▸ PROBLEM TO WORK ON:
Output only the lines below that start at the line containing "Target: floral patterned dress" and end at the line containing "In the photo above, where can the woman wearing green", with both ends kept.

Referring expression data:
[Start of section]
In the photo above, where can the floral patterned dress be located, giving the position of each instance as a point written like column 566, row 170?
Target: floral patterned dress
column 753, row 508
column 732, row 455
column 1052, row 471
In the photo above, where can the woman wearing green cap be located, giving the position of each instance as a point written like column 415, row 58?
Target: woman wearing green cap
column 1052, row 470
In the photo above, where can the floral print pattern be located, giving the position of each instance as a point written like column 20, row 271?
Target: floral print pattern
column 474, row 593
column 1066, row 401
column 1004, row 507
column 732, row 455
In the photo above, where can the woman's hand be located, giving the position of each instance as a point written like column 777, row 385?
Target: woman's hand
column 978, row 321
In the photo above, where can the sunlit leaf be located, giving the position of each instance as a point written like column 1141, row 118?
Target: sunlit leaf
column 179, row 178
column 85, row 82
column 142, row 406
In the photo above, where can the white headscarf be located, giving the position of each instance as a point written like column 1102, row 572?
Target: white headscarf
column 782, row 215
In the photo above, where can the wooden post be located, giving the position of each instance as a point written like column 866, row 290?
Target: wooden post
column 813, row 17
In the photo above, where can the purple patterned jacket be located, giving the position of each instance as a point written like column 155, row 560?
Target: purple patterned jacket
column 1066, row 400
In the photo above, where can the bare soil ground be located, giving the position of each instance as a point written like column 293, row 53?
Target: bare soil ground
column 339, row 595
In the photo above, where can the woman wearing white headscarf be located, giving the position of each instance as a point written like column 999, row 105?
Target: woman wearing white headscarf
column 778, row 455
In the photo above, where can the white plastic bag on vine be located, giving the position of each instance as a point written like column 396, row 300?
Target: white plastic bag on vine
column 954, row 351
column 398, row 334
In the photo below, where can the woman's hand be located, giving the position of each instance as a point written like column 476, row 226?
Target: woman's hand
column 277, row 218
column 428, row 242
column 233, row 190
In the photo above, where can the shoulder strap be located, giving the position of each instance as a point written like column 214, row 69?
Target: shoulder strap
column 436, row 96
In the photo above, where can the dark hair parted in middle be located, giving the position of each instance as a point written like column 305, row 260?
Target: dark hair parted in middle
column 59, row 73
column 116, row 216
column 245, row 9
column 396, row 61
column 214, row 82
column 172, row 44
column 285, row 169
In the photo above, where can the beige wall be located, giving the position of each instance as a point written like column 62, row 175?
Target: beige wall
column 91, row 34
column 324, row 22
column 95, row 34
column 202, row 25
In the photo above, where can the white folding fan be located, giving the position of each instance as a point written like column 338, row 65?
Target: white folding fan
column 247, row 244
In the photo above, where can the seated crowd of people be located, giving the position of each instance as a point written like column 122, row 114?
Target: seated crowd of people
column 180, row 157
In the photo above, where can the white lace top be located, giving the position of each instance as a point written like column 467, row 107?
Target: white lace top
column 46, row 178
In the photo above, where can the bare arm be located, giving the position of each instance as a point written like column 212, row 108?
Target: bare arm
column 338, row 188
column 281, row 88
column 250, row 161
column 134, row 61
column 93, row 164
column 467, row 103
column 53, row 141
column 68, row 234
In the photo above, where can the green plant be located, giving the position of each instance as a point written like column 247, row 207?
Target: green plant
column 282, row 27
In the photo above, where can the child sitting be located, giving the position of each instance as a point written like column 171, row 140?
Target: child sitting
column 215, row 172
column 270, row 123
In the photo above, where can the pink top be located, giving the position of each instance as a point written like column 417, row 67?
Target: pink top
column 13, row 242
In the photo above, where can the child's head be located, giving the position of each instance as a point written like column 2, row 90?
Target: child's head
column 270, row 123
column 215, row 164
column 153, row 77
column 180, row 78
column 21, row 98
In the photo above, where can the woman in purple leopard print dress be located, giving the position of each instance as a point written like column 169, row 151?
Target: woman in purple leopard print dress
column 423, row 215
[End of section]
▸ OUTPUT:
Target: floral patterned dress
column 753, row 508
column 732, row 455
column 1052, row 471
In the photo above, where can the woman wearing green cap be located, giving the position of each instance as a point written like column 415, row 58?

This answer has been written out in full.